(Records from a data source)
■ ■ ■

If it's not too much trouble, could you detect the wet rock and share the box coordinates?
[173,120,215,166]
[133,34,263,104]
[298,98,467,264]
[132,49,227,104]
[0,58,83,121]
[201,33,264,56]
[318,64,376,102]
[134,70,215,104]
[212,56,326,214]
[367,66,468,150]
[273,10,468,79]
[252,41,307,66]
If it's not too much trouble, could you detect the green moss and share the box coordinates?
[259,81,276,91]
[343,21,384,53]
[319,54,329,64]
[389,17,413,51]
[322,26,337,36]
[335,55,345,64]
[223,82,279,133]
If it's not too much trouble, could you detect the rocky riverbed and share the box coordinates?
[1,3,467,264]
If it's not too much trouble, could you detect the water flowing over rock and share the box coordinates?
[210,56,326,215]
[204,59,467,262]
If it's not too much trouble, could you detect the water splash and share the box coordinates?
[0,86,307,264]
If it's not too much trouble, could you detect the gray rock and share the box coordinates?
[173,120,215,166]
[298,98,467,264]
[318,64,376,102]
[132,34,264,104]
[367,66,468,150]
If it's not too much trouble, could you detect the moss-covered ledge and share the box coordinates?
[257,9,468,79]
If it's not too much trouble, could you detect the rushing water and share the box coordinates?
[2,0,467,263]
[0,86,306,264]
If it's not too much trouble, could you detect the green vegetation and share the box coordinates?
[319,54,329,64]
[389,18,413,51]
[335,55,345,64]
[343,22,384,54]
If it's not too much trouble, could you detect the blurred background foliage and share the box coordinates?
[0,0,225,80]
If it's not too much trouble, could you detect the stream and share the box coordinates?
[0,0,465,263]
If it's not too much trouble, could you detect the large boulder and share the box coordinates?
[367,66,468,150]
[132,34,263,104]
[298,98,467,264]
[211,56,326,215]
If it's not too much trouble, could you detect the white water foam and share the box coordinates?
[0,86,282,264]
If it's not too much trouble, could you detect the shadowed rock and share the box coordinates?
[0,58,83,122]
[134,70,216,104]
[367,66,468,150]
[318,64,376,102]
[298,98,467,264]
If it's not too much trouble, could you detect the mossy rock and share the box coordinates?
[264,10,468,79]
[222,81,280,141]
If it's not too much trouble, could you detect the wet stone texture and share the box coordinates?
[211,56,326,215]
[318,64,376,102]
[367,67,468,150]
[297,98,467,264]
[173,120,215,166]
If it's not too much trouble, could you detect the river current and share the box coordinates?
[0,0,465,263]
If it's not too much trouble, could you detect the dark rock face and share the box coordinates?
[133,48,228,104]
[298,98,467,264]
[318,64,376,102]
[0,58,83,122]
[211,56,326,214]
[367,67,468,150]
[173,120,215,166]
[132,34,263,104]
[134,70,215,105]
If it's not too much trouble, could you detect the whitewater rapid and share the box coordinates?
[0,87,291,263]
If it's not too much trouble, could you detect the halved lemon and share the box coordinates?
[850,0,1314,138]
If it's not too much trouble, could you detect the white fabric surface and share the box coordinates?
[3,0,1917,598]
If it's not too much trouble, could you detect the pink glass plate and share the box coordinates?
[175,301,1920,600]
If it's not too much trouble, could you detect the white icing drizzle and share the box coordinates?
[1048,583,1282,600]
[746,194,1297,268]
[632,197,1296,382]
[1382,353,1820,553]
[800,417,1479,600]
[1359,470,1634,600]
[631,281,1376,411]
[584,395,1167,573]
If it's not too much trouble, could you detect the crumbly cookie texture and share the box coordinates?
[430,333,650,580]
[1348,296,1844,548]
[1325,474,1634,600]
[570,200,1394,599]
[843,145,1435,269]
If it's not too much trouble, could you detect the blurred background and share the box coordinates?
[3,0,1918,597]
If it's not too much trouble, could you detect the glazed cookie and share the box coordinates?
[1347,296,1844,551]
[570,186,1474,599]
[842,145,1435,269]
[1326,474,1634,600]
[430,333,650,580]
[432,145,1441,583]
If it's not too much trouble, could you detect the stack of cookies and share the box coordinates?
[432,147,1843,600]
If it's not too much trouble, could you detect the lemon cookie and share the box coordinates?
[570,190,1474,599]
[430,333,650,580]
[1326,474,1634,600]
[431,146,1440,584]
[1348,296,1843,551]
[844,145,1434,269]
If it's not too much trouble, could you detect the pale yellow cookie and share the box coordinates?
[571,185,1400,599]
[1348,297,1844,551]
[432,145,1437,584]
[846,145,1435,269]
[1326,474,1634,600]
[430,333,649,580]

■ ■ ■

Your task is to reproduce all the records above exactly as they appear.

* Exercise solution *
If it's not too much trouble, could you detect the wet rock and share the box coordinates?
[173,120,215,166]
[133,34,263,104]
[298,98,467,264]
[132,49,227,104]
[0,58,83,121]
[201,33,264,56]
[318,64,376,102]
[134,70,215,104]
[212,56,326,214]
[367,66,468,150]
[273,10,468,79]
[252,41,307,66]
If it's not too much trouble, could you detect the green moss and share the box coordinates?
[259,81,276,91]
[343,21,384,53]
[319,54,329,64]
[389,17,413,51]
[322,26,337,36]
[335,55,345,64]
[223,82,279,133]
If it's not too much trouble, could you detect the rocky riverbed and share the box coordinates?
[1,3,467,264]
If it's not too much trouble, could you detect the water flowing over rock and share the box coordinates?
[210,56,326,215]
[204,59,467,262]
If it's not too much trouble, could you detect the water splash and share the box coordinates?
[0,86,307,264]
If it's not too much trouble, could you detect the gray rock and share the box coordinates?
[173,120,215,166]
[298,98,467,264]
[318,64,376,102]
[132,34,264,104]
[367,66,468,150]
If it's not too much trouble, could you detect the moss-covered ledge and share the box coordinates?
[257,9,468,79]
If it's not too much trouble, could you detect the rushing water and share the box coordinates?
[2,0,467,263]
[0,86,306,264]
If it's not too much trouble, could you detect the green vegetation and share the box coordinates?
[319,54,329,64]
[389,18,413,51]
[335,55,345,64]
[343,22,384,54]
If it's not too much trouble, could you detect the blurred background foliage and share the box coordinates?
[0,0,225,80]
If it's not too much trouble, could you detect the stream and share the box coordinates?
[0,0,465,263]
If it's not too much trouble, could you detect the large boulder and share the box coordinates?
[367,66,468,150]
[132,34,263,104]
[298,98,467,264]
[211,56,326,215]
If it's not too much trouble, could you detect the white water foam and share the box coordinates?
[0,86,282,264]
If it's not too much trouble, could you detect the shadowed rock and share the box coordinates?
[0,58,83,122]
[134,70,216,104]
[367,66,468,150]
[318,64,376,102]
[298,98,467,264]
If it's not too much trouble, could you detect the mossy rock and share the box coordinates?
[264,10,468,79]
[222,81,280,141]
If it's not too much trouble, could you detect the wet stone texture and share the box coordinates?
[211,56,326,215]
[318,64,376,102]
[367,67,468,150]
[297,98,467,264]
[173,120,215,166]
If it's not too much trouble, could you detect the river current and share the box coordinates?
[0,0,465,263]
If it's not too much trouble, could you detect the dark rock face and share the box coordinates?
[133,48,228,104]
[298,98,467,264]
[318,64,376,102]
[0,58,83,122]
[211,56,326,214]
[367,67,468,150]
[173,120,215,166]
[132,34,263,104]
[134,70,215,105]
If it's not too much trouble, could you detect the whitewater rapid and share the box coordinates?
[0,87,291,263]
If it's not too much trouble, could you detect the halved lemon and share the box coordinates?
[850,0,1314,138]
If it's not too much trouble, could you detect the white fabric surface and share the box coordinates?
[3,0,1917,598]
If it's not too much trouble, could you detect the pink glass plate and share the box coordinates?
[175,301,1920,600]
If it's not too much trouble, could you detect the white icing drizzle and share the box coordinates?
[1048,583,1282,600]
[746,194,1297,268]
[632,197,1296,382]
[1382,353,1820,553]
[800,417,1479,600]
[1359,470,1634,600]
[631,281,1376,411]
[584,395,1167,573]
If it's not too much trouble, could you detect the crumbly cookie texture and share the box coordinates?
[430,333,650,580]
[1348,296,1844,548]
[1325,474,1634,600]
[570,200,1394,599]
[843,145,1435,269]
If it's not too much trouble, could you detect the blurred background and share the box coordinates?
[3,0,1918,597]
If it's not too much trouble, could you detect the glazed cookie and share the box coordinates?
[1347,296,1844,551]
[570,186,1474,599]
[842,145,1435,269]
[1326,474,1634,600]
[430,333,650,580]
[432,145,1441,583]
If it's not too much trouble, could you detect the stack of cookies and share the box coordinates?
[432,147,1843,600]
If it's not too much trouble, could you detect the lemon cookie and share the box coordinates?
[570,190,1474,599]
[430,333,650,580]
[1326,474,1634,600]
[431,146,1440,584]
[1348,296,1843,551]
[844,145,1434,269]
If it's not too much trouble, could you detect the pale yellow cookie and share the box coordinates?
[571,185,1400,599]
[1348,297,1844,551]
[432,145,1437,584]
[846,145,1435,269]
[1326,474,1634,600]
[430,333,649,580]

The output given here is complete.